Each record that follows goes into your reply unchanged; the pictures do not.

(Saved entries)
######
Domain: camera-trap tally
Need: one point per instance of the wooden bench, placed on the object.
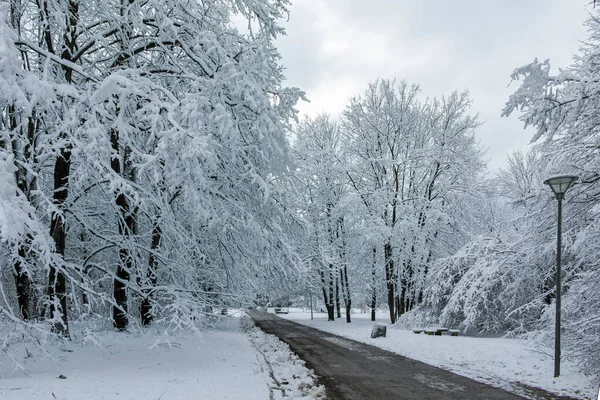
(437, 331)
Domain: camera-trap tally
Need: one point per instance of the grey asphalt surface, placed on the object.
(352, 370)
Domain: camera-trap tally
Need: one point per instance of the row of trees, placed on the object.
(382, 192)
(503, 280)
(395, 205)
(140, 143)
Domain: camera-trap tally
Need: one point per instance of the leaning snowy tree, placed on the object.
(565, 110)
(148, 136)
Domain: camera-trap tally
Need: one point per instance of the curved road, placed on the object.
(353, 370)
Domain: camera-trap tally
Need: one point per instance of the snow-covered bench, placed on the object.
(437, 331)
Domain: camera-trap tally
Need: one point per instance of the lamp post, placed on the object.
(559, 185)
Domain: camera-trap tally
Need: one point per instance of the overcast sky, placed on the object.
(333, 48)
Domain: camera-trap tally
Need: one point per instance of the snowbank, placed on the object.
(507, 363)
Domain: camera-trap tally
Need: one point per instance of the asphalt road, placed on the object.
(352, 370)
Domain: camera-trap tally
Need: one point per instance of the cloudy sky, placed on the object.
(333, 48)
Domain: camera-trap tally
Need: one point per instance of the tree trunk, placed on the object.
(347, 297)
(337, 297)
(373, 284)
(331, 308)
(57, 283)
(390, 280)
(146, 309)
(23, 285)
(126, 226)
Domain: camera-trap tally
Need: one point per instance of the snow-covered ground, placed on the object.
(501, 362)
(225, 363)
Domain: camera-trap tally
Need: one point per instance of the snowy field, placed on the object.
(222, 364)
(506, 363)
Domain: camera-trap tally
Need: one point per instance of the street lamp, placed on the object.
(559, 185)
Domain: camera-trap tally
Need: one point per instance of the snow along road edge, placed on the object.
(287, 373)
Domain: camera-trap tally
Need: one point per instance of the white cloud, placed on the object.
(335, 47)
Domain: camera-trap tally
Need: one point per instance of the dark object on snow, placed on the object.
(378, 331)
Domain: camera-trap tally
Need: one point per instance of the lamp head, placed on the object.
(560, 183)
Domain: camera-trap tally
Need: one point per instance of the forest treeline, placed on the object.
(147, 177)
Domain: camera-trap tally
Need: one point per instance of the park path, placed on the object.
(352, 370)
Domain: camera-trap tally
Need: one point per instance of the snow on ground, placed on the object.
(501, 362)
(221, 364)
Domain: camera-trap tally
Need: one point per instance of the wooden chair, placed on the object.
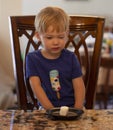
(82, 28)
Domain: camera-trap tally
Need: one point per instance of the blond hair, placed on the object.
(51, 16)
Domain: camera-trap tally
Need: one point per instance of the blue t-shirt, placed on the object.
(68, 68)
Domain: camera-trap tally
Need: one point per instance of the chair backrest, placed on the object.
(85, 39)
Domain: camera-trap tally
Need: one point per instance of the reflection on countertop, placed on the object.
(38, 120)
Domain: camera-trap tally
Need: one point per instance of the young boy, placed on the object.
(54, 72)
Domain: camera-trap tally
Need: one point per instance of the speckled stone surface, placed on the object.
(38, 120)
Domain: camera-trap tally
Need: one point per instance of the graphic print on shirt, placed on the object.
(54, 78)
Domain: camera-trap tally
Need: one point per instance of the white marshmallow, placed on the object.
(64, 110)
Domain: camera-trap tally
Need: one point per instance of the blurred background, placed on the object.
(32, 7)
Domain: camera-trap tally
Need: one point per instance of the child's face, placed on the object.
(53, 41)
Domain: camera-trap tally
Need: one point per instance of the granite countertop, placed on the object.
(37, 120)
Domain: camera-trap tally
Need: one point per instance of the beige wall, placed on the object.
(7, 8)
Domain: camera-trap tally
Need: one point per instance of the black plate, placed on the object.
(72, 114)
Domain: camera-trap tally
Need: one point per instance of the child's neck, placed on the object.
(49, 55)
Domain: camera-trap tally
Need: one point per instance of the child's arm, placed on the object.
(40, 93)
(79, 92)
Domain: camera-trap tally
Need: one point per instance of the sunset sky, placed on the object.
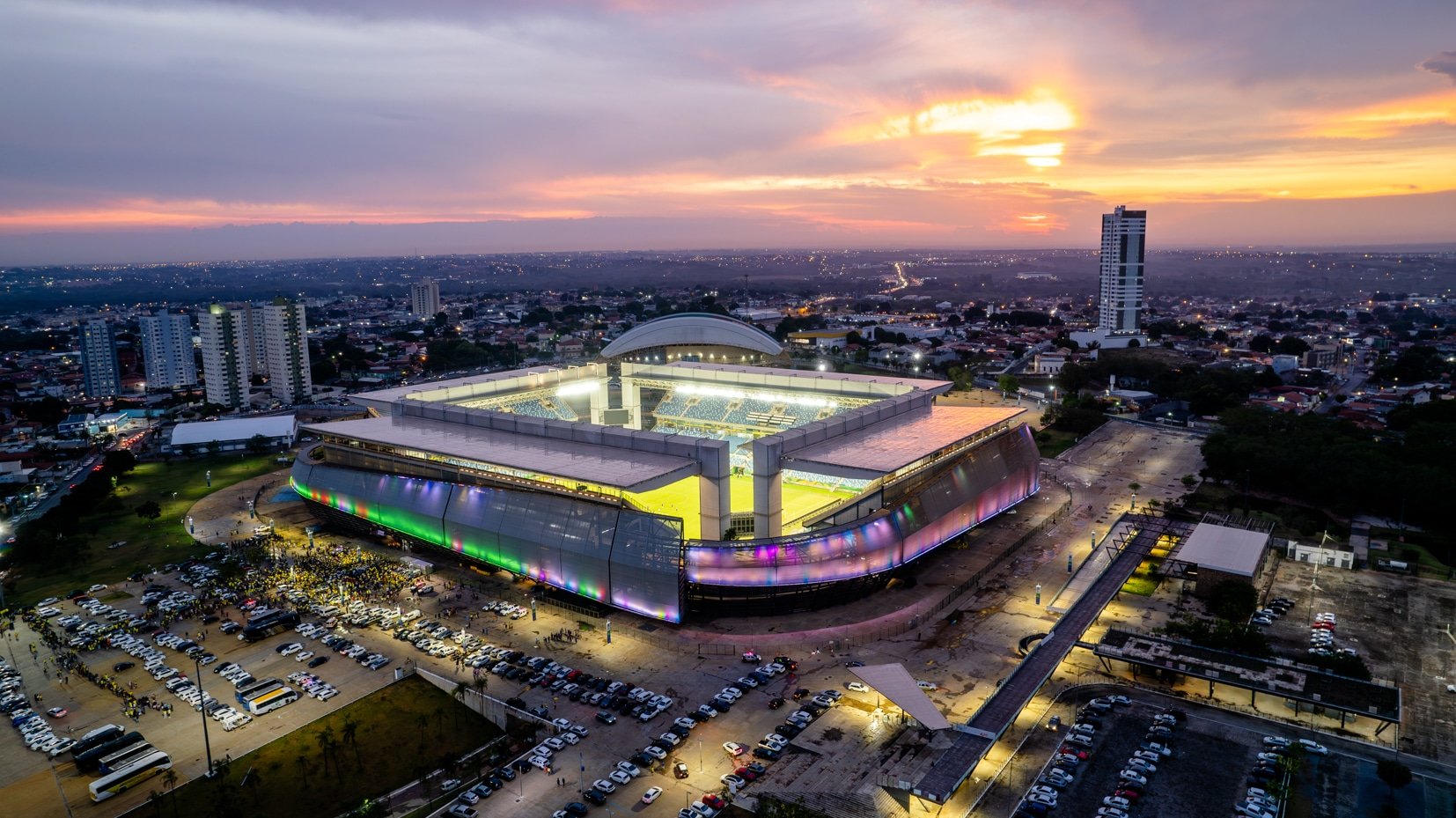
(164, 129)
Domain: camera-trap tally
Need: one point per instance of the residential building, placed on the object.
(287, 339)
(100, 369)
(166, 347)
(424, 298)
(224, 356)
(1120, 281)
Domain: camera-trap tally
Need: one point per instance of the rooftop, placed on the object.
(1220, 548)
(574, 461)
(236, 428)
(884, 448)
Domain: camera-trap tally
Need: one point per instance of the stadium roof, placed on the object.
(896, 684)
(233, 430)
(574, 461)
(884, 448)
(1219, 548)
(683, 329)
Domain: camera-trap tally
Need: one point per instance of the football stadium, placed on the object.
(672, 485)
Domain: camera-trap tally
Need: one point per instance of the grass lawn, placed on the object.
(402, 731)
(147, 542)
(1144, 579)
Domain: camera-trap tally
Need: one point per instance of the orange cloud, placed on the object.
(1389, 118)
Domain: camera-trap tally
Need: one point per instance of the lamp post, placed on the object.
(202, 709)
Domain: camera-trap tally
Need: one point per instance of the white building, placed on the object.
(287, 336)
(424, 298)
(1120, 281)
(166, 343)
(224, 356)
(102, 373)
(233, 436)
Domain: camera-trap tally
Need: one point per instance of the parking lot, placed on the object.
(1398, 624)
(1202, 769)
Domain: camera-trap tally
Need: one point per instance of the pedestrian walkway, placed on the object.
(1012, 696)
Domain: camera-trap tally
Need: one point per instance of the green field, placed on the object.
(147, 542)
(364, 750)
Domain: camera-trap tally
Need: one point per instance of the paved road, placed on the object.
(1012, 696)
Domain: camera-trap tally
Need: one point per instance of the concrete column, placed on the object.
(768, 488)
(599, 403)
(632, 402)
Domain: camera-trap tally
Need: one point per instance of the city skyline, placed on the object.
(238, 129)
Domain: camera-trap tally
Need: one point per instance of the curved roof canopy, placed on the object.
(685, 329)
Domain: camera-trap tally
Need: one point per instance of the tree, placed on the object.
(149, 512)
(1393, 773)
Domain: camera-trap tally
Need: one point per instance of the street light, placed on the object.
(202, 709)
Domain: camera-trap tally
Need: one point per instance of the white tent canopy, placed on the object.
(896, 684)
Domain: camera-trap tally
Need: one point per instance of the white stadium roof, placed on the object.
(574, 461)
(896, 684)
(686, 329)
(888, 447)
(232, 430)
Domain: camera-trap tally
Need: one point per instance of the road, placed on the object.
(1012, 696)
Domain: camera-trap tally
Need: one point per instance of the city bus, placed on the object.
(126, 755)
(127, 777)
(256, 689)
(267, 624)
(273, 700)
(88, 762)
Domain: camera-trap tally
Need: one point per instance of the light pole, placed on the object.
(202, 709)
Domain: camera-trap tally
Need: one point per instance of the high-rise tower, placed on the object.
(166, 343)
(1120, 281)
(224, 356)
(287, 338)
(424, 298)
(100, 369)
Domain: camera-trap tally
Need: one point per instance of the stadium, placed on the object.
(669, 483)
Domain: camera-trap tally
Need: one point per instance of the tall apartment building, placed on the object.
(287, 338)
(99, 365)
(166, 345)
(224, 356)
(424, 298)
(1120, 281)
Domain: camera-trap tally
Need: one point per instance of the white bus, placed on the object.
(130, 776)
(126, 755)
(273, 700)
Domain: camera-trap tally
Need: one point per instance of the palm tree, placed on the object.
(303, 766)
(169, 779)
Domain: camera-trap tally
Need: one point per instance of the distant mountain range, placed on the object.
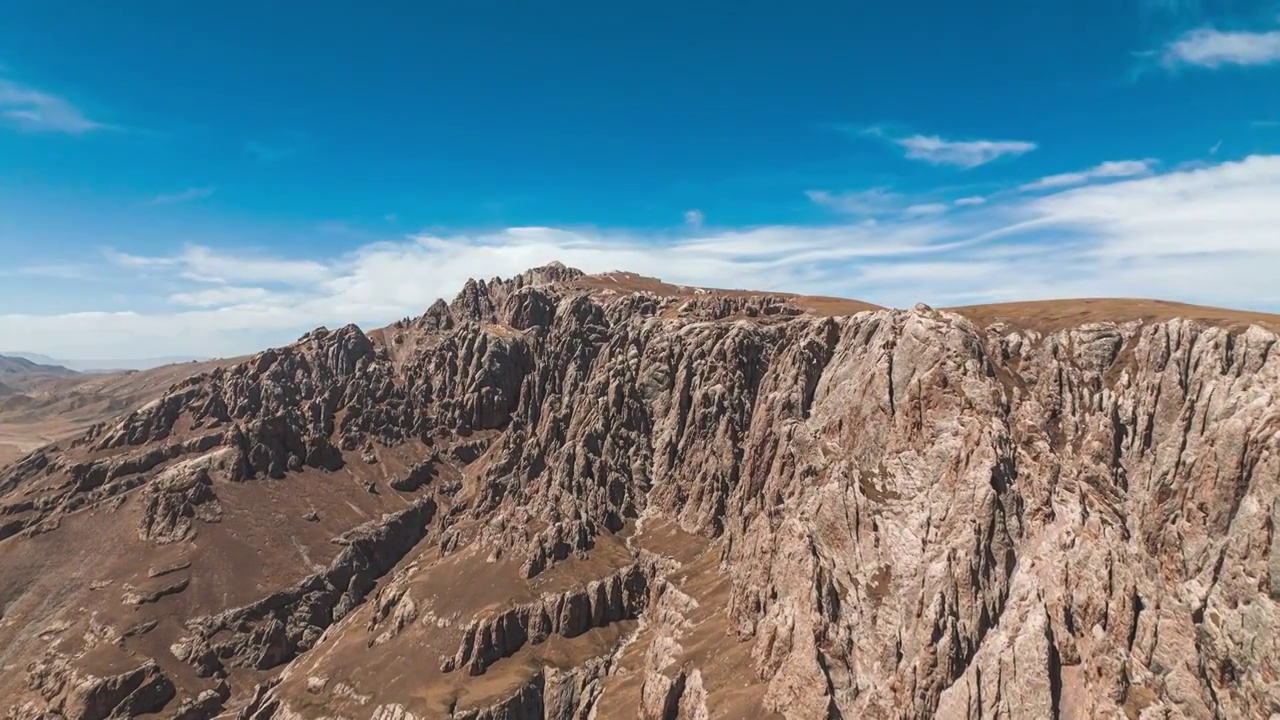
######
ANSWER AREA -
Domain: camera-trap tally
Need: one point per instance of the wooden bench, placed on the object.
(437, 331)
Domain: camera-trap tally
Need: one point per instance of the grey asphalt surface, placed on the object.
(352, 370)
Domain: camera-trap tally
Need: one point per instance of the row of trees, placed on the object.
(382, 192)
(503, 280)
(395, 205)
(140, 143)
Domain: camera-trap tally
Need: one point per instance of the leaning snowy tree, placed on the object.
(565, 110)
(148, 136)
Domain: camera-trap tally
Need: one point per instance of the curved road, placed on the object.
(353, 370)
Domain: camera-trap tally
Need: one point per instance of the snow-covered bench, placed on the object.
(437, 331)
Domain: camera-trap tally
Need: one point per instance of the lamp post, placed on the object.
(559, 185)
Domain: camera-trap tally
Need: one point per instance of the overcast sky, placed on the object.
(333, 48)
Domain: camera-trap tally
Need: one point per instance of the snowbank, placed on the object.
(507, 363)
Domain: camera-trap tally
Need: one point per instance of the asphalt road, placed on the object.
(352, 370)
Domain: camera-trap tally
Need: one point per instance of the cloudy sky, placed on the object.
(333, 48)
Domain: camera-trap tally
Need: one point per instance of the tree trunk, placed on the object.
(347, 297)
(337, 297)
(373, 284)
(331, 308)
(57, 283)
(390, 280)
(146, 309)
(23, 285)
(126, 226)
Domain: camera-trap tally
Need: one point per instance of the snow-covered ground, placed on the object.
(501, 362)
(225, 363)
Domain: camera-trap tally
Need: one point per instance of the snowy field, placed on the object.
(222, 364)
(506, 363)
Domain: camera-trap tally
Need: one point per instance of the street lamp, placed on the object.
(559, 185)
Domain: camera-trap tally
Need: one point per instance of the snow along road edge, placed on the object.
(287, 373)
Domain: camera-trap tally
Need: one point per instance of the white cloud, placed on the object.
(335, 47)
Domain: camera-trap tally
Need: one point per instance of the dark object on snow, placed on the object.
(378, 331)
Domain: camera-trap tally
Need: one point per instance of the lamp head, placed on the object.
(560, 183)
Domain: camera-trap tally
Need: one point per instance of the forest treeline, placed on the object.
(147, 177)
Domain: camera-trap tally
Need: one point per instance of the park path, placed on the object.
(352, 370)
Domain: camera-trap tally
Need: one point per instance of the snow on ground, placed on the object.
(501, 362)
(221, 364)
Domain: camera-trap tally
Need: one point per instance of the wooden chair, placed on the object.
(82, 28)
Domain: camera-trap tally
Need: one point per instance of the blond hair, placed on the object.
(51, 16)
Domain: camera-trap tally
Need: one point per instance of the blue t-shirt, placed on the object.
(68, 68)
Domain: camera-trap tally
Need: one point per instance of the chair backrest, placed on the object.
(85, 39)
Domain: camera-trap tally
Need: one point per instance of the reflection on countertop, placed on the object.
(38, 120)
Domain: camera-trap tally
Need: one point per instance of the young boy, placed on the object.
(54, 72)
Domain: camera-trap tally
Need: one point per instance of the speckled stone surface, placed on the object.
(38, 120)
Domain: camera-trap tally
Need: one point per instance of the graphic print on shirt, placed on the object.
(54, 78)
Domain: camera-trap tally
Need: one point per instance of the white marshmallow, placed on the object.
(64, 110)
Domain: camera-trap tally
Need: one point per instance of the blurred background, placed on the object.
(32, 7)
Domain: camera-trap tally
Need: one point per instance of the child's face, placed on the object.
(53, 41)
Domain: camera-trap tally
Need: one point per instance of the granite countertop, placed on the object.
(37, 120)
Domain: camera-trap tally
Need: one point per instance of the beige wall, placed on the object.
(7, 8)
Domain: camera-trap tally
Need: one point per instance of the black plate, placed on the object.
(72, 114)
Domain: camera-trap tally
Need: one point per instance of the child's neck, placed on the object.
(49, 55)
Domain: camera-trap tally
Need: one point per instance of the child's arm, placed on the object.
(40, 93)
(79, 92)
Domain: camera-trap tally
Need: one point per instance of the sunset sky, placed on the object.
(164, 129)
Domain: camera-trap tally
Need: one point per instance of the residential building, placed on the object.
(287, 339)
(100, 369)
(166, 347)
(424, 298)
(224, 356)
(1120, 281)
Domain: camera-trap tally
Need: one point per instance of the rooftop, placed on the object.
(1220, 548)
(574, 461)
(236, 428)
(884, 448)
Domain: camera-trap tally
Need: one point per instance of the stadium roof, placed on the object.
(896, 684)
(233, 430)
(574, 461)
(884, 448)
(1219, 548)
(683, 329)
Domain: camera-trap tally
Need: one point per instance of the football stadium, placed on the object.
(672, 485)
Domain: camera-trap tally
Need: one point per instance of the grass lawn, placed on the object.
(402, 731)
(147, 542)
(1144, 579)
Domain: camera-trap tally
Need: one point per instance of the orange cloud, placed on the object.
(1389, 118)
Domain: camera-trap tally
Need: one point per instance of the lamp post, placed on the object.
(202, 709)
Domain: camera-trap tally
Need: one point per instance of the white building, placed on the object.
(287, 336)
(424, 298)
(1120, 281)
(166, 343)
(224, 356)
(102, 373)
(233, 436)
Domain: camera-trap tally
Need: one point per instance of the parking lot, placed on the object.
(1398, 624)
(1202, 769)
Domain: camera-trap tally
Need: one point per instance of the pedestrian walkway, placed on the object.
(1012, 696)
Domain: camera-trap tally
Need: one point per instance of the green field, placed on the object.
(147, 542)
(364, 750)
Domain: camera-trap tally
Need: one point per instance of the paved road, placed on the object.
(1012, 696)
Domain: camera-trap tally
Need: one point per instance of the concrete column, placed on the object.
(768, 488)
(599, 403)
(632, 402)
Domain: camera-trap tally
Need: one point per instance of the city skyline, placed on the object.
(238, 129)
Domain: camera-trap tally
Need: one point per instance of the curved roof canopy, placed on the object.
(685, 329)
Domain: camera-trap tally
Need: one point per instance of the tree, placed on the object.
(149, 512)
(1393, 773)
Domain: camera-trap tally
Need: one point per instance of the street light, placed on the object.
(202, 709)
Domain: camera-trap tally
Need: one point per instance of the white tent canopy, placed on the object.
(896, 684)
Domain: camera-trap tally
Need: one point per instance of the white stadium roof, placed on the object.
(574, 461)
(896, 684)
(686, 329)
(888, 447)
(232, 430)
Domain: camera-trap tally
Need: one point per instance of the road, placed on the object.
(1012, 696)
Domain: camera-trap tally
Need: one point per instance of the city bus, placed on the object.
(126, 755)
(127, 777)
(256, 689)
(267, 624)
(273, 700)
(88, 762)
Domain: camera-trap tally
Need: one point per instance of the light pole, placed on the object.
(202, 709)
Domain: camera-trap tally
Need: one point per instance of the high-rise tower, placed on the object.
(166, 343)
(1120, 281)
(224, 356)
(287, 338)
(424, 298)
(100, 369)
Domain: camera-trap tally
Need: one point per instance of the stadium, placed on the object.
(669, 483)
Domain: camera-trap tally
Need: one point per instance of the tall apartment building, placed on the object.
(287, 338)
(99, 365)
(166, 345)
(224, 356)
(424, 298)
(1120, 281)
Domain: camera-trap tally
Need: one point per instance of the white bus, placed on the object.
(130, 776)
(126, 755)
(273, 700)
Domain: camera-trap tally
Need: one point per instance of the palm tree, placed on the object.
(303, 766)
(169, 779)
Domain: camera-trap tally
Need: one point per instance of the distant mountain range, placed on the object.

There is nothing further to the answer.